[Work to do]
List every line in the material below that contains the word "road".
━━ Extracted material
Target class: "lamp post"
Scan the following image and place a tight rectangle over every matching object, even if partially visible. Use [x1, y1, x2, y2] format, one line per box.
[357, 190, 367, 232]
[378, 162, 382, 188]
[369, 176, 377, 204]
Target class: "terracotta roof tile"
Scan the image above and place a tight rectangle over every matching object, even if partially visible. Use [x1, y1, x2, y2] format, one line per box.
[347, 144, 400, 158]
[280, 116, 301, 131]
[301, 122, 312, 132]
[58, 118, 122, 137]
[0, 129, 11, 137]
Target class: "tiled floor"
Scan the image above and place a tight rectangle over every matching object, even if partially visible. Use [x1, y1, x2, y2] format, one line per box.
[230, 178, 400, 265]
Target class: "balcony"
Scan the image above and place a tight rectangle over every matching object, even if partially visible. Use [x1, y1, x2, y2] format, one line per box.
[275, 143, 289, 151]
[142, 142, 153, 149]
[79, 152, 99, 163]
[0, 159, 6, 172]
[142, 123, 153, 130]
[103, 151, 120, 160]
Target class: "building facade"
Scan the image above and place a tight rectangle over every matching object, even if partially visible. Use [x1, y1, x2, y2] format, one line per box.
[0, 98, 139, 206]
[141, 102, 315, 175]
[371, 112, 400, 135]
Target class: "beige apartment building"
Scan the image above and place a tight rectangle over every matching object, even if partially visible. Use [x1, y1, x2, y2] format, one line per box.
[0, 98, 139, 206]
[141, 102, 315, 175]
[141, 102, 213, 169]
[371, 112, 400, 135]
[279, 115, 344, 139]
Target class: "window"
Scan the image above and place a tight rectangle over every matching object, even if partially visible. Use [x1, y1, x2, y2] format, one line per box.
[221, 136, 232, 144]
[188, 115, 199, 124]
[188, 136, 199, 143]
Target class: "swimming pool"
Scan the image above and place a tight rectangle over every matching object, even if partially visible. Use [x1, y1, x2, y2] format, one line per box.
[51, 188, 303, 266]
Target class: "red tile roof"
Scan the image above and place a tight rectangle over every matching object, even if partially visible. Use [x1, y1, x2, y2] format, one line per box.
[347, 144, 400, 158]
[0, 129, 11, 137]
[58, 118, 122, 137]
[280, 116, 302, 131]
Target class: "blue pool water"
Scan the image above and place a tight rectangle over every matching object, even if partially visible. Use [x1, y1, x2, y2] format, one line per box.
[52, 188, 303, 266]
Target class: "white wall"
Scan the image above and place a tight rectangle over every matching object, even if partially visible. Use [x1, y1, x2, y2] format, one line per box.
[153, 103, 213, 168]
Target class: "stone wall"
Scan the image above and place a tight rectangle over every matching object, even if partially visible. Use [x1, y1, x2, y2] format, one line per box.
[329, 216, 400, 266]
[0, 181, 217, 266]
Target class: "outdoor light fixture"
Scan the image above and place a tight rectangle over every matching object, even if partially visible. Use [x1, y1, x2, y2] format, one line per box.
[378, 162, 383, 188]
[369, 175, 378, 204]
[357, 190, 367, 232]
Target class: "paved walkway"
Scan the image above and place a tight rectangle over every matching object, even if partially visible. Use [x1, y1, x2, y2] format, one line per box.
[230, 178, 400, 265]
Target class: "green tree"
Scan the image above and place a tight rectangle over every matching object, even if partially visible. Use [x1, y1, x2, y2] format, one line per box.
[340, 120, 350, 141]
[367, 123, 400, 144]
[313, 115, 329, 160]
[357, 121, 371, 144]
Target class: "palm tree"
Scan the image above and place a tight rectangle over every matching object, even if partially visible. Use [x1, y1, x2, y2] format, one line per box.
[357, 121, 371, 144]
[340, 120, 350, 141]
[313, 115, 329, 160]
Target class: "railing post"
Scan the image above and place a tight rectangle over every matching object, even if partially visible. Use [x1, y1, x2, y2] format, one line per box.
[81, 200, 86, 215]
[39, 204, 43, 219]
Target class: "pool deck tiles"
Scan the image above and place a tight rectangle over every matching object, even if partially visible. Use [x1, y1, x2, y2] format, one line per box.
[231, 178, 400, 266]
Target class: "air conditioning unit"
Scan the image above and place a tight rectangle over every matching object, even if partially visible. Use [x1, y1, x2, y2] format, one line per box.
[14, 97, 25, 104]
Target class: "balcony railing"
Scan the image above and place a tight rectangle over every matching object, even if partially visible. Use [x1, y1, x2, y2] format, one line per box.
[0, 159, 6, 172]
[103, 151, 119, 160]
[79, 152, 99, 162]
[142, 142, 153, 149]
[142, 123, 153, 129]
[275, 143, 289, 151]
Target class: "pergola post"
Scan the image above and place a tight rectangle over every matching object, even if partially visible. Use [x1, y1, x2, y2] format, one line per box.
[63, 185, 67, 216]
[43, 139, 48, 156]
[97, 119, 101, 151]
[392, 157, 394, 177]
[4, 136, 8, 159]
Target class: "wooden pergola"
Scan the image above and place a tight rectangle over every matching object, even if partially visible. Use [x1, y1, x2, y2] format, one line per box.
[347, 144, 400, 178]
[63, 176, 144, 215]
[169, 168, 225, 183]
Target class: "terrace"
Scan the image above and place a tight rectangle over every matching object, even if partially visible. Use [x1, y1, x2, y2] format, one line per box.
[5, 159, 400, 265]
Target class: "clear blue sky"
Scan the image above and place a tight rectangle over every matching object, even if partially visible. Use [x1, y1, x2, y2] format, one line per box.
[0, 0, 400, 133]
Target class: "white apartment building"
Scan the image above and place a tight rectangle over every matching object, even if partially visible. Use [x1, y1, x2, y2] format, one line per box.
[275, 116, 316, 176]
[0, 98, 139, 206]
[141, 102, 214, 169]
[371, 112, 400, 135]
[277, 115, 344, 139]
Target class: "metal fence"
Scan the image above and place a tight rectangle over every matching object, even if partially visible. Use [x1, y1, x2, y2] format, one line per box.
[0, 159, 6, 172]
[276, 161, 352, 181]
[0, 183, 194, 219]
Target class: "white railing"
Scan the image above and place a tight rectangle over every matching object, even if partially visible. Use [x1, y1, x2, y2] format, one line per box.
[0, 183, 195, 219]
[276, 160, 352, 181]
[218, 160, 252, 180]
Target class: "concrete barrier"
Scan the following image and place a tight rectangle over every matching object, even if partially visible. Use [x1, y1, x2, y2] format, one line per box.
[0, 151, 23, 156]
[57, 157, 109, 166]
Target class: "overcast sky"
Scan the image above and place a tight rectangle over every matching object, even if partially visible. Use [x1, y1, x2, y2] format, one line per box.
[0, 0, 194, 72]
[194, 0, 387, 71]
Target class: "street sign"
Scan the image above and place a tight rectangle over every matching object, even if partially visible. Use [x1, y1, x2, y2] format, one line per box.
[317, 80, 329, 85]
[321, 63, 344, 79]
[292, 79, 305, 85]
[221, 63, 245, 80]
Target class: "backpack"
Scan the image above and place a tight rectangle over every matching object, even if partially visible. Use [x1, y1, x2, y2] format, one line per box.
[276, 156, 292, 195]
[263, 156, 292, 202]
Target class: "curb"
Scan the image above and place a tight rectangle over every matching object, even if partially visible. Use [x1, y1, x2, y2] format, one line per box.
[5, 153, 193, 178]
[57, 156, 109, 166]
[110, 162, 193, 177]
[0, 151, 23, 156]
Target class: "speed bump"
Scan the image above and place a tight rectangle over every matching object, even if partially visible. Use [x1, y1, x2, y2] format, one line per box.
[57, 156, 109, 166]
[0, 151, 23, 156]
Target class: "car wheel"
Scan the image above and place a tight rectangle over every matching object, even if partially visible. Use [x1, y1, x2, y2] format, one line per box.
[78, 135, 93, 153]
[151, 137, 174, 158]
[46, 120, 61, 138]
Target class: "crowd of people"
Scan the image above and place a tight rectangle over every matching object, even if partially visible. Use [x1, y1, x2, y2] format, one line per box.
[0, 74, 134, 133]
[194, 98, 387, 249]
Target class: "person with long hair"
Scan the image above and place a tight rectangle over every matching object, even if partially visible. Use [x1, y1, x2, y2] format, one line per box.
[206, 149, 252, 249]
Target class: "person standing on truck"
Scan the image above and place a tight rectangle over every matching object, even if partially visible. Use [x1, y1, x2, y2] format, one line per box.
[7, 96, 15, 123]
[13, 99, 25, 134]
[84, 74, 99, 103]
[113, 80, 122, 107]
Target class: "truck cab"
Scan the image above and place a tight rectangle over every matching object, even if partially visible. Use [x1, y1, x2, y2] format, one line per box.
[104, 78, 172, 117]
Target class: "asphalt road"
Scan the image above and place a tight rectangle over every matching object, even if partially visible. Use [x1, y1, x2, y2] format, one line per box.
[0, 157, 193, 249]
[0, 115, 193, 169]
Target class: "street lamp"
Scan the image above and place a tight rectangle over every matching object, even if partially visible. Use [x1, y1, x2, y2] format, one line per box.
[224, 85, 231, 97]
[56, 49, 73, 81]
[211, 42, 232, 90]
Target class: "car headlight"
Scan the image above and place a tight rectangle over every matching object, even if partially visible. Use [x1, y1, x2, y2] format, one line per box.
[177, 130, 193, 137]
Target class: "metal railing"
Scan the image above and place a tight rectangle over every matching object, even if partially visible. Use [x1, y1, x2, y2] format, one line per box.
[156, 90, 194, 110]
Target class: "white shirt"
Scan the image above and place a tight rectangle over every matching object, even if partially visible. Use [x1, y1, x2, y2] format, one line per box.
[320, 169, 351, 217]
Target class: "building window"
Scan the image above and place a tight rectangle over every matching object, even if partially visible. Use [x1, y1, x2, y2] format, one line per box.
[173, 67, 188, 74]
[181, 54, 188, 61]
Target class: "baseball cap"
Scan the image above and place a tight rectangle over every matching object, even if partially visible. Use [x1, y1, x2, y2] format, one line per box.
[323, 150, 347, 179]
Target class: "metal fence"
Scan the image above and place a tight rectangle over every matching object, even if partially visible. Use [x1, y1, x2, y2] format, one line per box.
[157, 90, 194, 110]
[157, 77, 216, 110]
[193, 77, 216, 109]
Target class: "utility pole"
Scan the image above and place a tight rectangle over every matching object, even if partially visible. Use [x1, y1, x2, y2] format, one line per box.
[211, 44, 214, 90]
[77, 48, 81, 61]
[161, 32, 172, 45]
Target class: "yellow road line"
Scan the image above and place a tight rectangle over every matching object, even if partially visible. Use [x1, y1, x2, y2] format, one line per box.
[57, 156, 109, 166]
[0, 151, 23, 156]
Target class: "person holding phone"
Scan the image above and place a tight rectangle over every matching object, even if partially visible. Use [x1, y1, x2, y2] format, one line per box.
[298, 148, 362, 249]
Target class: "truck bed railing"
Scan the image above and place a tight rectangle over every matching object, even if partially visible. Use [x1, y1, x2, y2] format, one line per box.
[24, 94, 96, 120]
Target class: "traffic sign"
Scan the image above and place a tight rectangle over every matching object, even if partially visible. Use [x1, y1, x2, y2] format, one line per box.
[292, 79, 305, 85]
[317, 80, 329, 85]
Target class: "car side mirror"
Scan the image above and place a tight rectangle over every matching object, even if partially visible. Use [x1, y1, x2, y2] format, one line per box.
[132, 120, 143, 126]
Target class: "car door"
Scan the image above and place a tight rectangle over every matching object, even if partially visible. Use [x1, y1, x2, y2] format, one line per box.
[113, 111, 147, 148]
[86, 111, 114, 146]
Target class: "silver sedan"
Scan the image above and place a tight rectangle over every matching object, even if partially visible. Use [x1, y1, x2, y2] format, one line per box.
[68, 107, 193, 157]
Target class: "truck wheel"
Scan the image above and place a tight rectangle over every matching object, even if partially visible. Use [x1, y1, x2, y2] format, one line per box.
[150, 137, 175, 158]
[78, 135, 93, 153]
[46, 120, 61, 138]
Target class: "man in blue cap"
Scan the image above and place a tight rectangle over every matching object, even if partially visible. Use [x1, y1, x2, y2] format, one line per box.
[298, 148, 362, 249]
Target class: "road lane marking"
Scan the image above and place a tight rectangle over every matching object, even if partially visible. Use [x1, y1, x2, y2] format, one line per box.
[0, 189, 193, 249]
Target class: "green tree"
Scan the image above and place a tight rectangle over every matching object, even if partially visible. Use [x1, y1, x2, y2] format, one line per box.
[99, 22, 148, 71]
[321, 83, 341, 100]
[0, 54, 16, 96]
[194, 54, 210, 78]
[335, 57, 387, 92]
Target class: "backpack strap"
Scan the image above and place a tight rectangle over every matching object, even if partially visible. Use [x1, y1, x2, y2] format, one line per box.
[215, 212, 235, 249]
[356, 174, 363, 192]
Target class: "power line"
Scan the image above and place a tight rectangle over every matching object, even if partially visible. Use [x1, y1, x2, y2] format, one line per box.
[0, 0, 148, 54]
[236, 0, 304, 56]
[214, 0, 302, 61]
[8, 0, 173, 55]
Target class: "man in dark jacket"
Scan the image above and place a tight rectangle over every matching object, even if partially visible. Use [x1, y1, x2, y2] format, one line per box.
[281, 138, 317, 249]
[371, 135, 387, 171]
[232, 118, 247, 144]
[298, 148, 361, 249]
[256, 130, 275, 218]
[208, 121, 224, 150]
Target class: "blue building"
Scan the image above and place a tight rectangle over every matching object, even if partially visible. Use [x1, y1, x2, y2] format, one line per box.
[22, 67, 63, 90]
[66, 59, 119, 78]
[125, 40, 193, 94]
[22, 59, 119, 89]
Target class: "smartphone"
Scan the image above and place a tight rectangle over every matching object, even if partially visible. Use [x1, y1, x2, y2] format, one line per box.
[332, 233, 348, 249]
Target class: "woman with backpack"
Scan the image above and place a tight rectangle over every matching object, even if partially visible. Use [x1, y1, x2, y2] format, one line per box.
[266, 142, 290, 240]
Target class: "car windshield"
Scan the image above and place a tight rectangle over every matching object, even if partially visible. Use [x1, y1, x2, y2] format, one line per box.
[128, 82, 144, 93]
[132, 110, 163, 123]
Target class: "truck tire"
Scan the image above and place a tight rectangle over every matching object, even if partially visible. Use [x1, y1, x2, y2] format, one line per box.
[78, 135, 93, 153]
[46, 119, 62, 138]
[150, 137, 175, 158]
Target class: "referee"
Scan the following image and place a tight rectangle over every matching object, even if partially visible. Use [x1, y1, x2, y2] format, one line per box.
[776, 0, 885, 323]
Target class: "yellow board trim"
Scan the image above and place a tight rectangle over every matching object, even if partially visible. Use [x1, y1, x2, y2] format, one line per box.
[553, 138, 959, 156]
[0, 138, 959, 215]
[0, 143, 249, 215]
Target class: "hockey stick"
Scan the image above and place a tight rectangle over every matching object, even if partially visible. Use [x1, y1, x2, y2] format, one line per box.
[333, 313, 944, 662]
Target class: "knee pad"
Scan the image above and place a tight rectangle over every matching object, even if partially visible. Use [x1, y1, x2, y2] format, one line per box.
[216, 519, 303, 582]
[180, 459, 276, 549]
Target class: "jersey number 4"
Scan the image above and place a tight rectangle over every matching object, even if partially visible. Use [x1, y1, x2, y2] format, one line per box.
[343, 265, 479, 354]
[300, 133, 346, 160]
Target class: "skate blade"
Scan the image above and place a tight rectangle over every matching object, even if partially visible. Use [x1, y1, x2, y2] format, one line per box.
━━━━
[In response]
Target class: "asphalt road"
Target class: "yellow road line"
Target class: "road lane marking"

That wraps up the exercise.